SET PROBLEM: Please lay out the records as a numbered list, starting at the first line of the records and ending at the line containing "[177,20,322,203]", with both of those lines included. Leave out any blank lines.

────────

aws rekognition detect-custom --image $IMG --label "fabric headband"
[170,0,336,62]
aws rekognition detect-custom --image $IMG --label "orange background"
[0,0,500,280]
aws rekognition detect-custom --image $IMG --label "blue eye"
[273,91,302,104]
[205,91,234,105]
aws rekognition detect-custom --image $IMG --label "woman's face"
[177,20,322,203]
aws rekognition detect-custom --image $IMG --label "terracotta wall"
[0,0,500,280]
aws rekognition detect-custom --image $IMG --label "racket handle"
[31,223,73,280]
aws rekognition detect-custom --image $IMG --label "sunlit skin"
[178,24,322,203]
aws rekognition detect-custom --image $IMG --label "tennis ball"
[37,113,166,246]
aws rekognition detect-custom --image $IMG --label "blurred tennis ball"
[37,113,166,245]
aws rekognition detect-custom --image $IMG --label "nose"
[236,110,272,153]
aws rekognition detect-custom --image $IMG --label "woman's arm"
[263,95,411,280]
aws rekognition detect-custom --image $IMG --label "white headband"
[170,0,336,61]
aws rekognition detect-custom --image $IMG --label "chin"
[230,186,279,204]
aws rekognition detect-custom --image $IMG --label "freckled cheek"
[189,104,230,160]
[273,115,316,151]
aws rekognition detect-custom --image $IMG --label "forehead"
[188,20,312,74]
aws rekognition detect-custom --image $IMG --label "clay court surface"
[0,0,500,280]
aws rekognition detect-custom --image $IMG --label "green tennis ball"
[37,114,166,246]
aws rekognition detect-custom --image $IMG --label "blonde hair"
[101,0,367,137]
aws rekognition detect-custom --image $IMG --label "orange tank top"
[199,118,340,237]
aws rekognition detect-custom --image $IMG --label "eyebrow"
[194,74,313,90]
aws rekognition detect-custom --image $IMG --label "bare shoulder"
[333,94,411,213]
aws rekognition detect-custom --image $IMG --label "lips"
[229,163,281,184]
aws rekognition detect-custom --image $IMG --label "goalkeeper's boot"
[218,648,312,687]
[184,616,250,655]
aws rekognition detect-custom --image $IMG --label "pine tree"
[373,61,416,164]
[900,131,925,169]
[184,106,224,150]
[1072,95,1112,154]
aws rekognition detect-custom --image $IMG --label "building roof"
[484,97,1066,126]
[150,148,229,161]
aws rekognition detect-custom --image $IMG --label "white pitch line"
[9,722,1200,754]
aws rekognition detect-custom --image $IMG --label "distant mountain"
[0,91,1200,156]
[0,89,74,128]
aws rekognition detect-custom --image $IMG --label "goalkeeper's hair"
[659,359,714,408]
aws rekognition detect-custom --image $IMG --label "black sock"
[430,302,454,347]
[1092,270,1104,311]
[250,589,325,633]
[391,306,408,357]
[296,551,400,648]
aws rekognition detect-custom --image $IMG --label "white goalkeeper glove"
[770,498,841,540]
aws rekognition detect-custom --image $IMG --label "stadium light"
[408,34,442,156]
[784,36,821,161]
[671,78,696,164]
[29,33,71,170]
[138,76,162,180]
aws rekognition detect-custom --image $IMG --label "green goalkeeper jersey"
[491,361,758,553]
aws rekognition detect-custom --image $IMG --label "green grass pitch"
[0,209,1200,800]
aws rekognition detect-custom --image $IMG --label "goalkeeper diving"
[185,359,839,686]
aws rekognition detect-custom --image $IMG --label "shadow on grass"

────────

SOLUTION FOR THIS EXERCISE:
1. aws rekognition detect-custom --image $IMG --label "fabric headband"
2. [170,0,336,62]
3. aws rekognition detect-custom --image $IMG --label "orange background"
4. [0,0,500,280]
5. aws rekognition detect-custom --image $IMG --label "blue eye"
6. [273,91,302,104]
7. [205,91,234,105]
8. aws rekognition detect-custom --image $IMG --label "woman's face"
9. [177,20,322,203]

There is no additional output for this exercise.